* _Reading passage_:
-- BEGIN --

General Purpose GPU

The HPC systems at Leeds also include general purpose GPU facilities for GPU-accelerated code. These differ between ARC3 and ARC4 but can be requested through the job submission script process as outlined below.

GPUs are not available on the login nodes, so a job must be submitted with the required arguments to run code that requires GPUs. Specific guidance on the required parameters for using a GPU are listed below, but general guidance on submitting jobs to the queues can be found in the Batch jobs section.

CUDA Module

To use the GPU cards you will need to ensure that the NVIDIA CUDA toolkit module is loaded into your environment:

$ module load cuda
# This needs to be done before compiling or running GPU code

Note that this version of the CUDA environment will only work with certain compiler versions:

  • INTEL versions 15 and 16

  • PGI versions >= 16.3

  • GNU version 4.8.2 (this is the gnu/native compiler)

To confirm what cards you have been allocated use the command:

$ nvidia-smi -L

ARC3

The ARC3 system is the first cluster at Leeds to include GPU accelerator technologies. These include:

  • 2 nodes each with 24 cores, 128GB of system memory, a hard disk drive within the node with 800GB capacity and 2 x NVIDIA K80 24Gbytes

  • 6 nodes each with 24 cores, 256GB of system memory, an SSD within the node with 650GB capacity and 4 x NVIDIA P100 12Gbytes

Usage

K80 GPU

To request K80 GPU resource you should use the flag:

#$ -l coproc_k80=<cards_per_compute_node>

Where <cards_per_compute_node> should be set to 1 or 2.

Job script line

Requested resource

#$ -l coproc_k80=1

A single K80 card, 12 CPU cores and 64GB system memory (half the available resource on a K80 node)

#$ -l coproc_k80=2

Both K80 cards, 24 CPU cores and 128GB system memory (all the available resource on a K80 node)

P100 GPU

To request P100 GPU resource you should use the flag:

#$ -l coproc_p100=<cards_per_compute_node>

Where <cards_per_compute_node> should be set to 1, 2, 3 or 4.

-- END --

* _Information supplied_:
-- BEGIN --

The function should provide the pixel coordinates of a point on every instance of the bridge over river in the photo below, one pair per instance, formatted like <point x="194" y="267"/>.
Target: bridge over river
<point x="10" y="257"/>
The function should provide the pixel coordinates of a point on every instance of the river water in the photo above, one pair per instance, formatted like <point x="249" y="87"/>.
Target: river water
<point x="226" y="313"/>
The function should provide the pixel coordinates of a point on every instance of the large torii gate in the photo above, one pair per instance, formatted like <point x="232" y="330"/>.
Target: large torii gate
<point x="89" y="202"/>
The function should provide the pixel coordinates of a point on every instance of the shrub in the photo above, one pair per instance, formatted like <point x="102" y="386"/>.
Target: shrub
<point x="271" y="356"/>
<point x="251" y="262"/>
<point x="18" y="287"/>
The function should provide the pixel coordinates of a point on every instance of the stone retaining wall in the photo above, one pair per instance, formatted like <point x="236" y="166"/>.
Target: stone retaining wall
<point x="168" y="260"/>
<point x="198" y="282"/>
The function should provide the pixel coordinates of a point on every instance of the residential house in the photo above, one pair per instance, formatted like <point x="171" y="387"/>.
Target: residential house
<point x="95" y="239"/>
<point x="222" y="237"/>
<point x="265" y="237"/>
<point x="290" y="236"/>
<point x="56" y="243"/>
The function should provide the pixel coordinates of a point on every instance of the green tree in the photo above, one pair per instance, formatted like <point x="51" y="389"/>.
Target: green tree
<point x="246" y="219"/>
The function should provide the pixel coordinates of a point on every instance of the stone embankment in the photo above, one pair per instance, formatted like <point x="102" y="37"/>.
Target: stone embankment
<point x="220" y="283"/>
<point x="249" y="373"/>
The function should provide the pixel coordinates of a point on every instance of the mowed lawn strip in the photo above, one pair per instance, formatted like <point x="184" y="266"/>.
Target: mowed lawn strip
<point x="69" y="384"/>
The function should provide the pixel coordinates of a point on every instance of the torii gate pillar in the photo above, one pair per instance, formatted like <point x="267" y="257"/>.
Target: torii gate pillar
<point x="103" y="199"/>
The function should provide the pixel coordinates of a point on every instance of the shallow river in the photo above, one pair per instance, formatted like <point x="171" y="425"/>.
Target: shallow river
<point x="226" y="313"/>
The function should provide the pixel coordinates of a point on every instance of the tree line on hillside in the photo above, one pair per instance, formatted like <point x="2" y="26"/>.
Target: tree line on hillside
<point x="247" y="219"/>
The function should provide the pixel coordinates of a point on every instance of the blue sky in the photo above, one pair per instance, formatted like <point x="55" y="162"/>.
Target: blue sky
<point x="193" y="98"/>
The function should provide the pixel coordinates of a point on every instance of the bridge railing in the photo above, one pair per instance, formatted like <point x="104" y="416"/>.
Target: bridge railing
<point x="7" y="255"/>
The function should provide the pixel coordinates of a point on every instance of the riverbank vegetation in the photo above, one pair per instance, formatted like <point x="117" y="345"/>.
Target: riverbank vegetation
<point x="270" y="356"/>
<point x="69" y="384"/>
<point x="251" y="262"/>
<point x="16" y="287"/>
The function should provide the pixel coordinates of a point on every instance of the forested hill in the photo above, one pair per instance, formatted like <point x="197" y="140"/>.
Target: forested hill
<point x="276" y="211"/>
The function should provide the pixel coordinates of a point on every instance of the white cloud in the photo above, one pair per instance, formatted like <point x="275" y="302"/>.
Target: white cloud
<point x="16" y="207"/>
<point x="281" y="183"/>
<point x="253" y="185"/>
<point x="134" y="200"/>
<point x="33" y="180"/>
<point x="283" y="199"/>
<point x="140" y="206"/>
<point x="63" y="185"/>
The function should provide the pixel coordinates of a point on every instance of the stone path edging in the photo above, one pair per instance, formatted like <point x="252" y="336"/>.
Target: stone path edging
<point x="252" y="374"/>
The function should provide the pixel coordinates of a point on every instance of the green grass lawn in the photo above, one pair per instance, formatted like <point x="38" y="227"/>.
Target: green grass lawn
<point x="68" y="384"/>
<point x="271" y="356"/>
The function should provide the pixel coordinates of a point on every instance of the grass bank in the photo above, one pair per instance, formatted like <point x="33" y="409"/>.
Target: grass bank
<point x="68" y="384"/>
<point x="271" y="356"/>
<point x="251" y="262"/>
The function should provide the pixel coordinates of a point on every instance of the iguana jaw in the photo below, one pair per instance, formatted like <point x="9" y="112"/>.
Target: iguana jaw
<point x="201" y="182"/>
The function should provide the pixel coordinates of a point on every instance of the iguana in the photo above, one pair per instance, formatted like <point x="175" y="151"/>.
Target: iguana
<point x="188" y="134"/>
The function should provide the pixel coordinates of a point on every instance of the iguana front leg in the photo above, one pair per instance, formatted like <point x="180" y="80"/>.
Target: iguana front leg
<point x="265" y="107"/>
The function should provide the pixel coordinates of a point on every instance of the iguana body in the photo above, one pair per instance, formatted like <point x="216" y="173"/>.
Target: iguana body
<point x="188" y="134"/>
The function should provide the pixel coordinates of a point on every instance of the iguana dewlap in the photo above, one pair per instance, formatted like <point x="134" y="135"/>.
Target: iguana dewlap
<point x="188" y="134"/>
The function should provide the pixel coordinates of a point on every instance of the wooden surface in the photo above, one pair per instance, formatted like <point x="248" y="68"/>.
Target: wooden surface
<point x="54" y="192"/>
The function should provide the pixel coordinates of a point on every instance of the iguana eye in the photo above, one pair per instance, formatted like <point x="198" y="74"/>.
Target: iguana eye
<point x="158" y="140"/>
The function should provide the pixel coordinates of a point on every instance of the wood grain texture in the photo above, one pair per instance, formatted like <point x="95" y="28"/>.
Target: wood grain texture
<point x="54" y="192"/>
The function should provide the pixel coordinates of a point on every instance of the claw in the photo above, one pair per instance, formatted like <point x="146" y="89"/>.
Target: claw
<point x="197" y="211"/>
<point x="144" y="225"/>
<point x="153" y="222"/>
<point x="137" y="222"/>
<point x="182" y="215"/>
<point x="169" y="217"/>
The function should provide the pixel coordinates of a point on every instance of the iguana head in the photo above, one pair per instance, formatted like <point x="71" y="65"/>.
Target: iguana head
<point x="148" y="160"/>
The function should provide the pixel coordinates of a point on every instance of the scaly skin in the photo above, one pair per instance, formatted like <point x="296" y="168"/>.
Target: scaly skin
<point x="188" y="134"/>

-- END --

* _Required work_:
**1.** According to the General Purpose GPU page, why must code that needs a GPU be run through a submitted job? Answer in one to three sentences.
**2.** Please repeat word for word the part of the General Purpose GPU page starting with "#$ -l coproc_k80=2" and going on through "1, 2, 3 or 4.".
**3.** Write the next part of the General Purpose GPU page, picking up after its last line.
The listing is material apart from the General Purpose GPU page.

* _Outputs_:
**1.** GPUs are not available on the login nodes. To run code that requires GPUs, a job has to be submitted with the required arguments.

**2.**
#$ -l coproc_k80=2

Both K80 cards, 24 CPU cores and 128GB system memory (all the available resource on a K80 node)

P100 GPU

To request P100 GPU resource you should use the flag:

#$ -l coproc_p100=<cards_per_compute_node>

Where <cards_per_compute_node> should be set to 1, 2, 3 or 4.

**3.**
Job script line

Requested resource

#$ -l coproc_p100=1

A single P100 card, 6 CPU cores and 64GB system memory (one quarter of the available resource on a P100 node)

#$ -l coproc_p100=2

Two P100 cards, 12 CPU cores and 128GB system memory (half of the available resource on a P100 node)

#$ -l coproc_p100=3

Three P100 cards, 18 CPU cores and 192GB system memory (three-quarters of the available resource on a P100 node)

#$ -l coproc_p100=4

Four P100 cards, 24 CPU cores and 256GB system memory (all the available resource on a P100 node)

ARC4

The ARC4 system also comes with the following GPU resources:

  • 3 nodes each with 40 cores, 192GB of system memory, an SSD within the node with 128GB capacity and 4 x NVIDIA V100 32Gbytes

Usage

V100 GPU

To request V100 GPU resource you should use the flag:

#$ -l coproc_v100=<cards_per_compute_node>

Where <cards_per_compute_node> should be set to 1, 2, 3 or 4.

Job script line

Requested resource

#$ -l coproc_v100=1

A single V100 card, 10 CPU cores and 48GB system memory (one quarter of the available resource on a V100 node)

#$ -l coproc_v100=2

Two V100 cards, 20 CPU cores and 96GB system memory (half of the available resource on a V100 node)

#$ -l coproc_v100=3

Three V100 cards, 30 CPU cores and 144GB system memory (three-quarters of the available resource on a V100 node)

#$ -l coproc_v100=4

Four V100 cards, 40 CPU cores and 192GB system memory (all the available resource on a V100 node)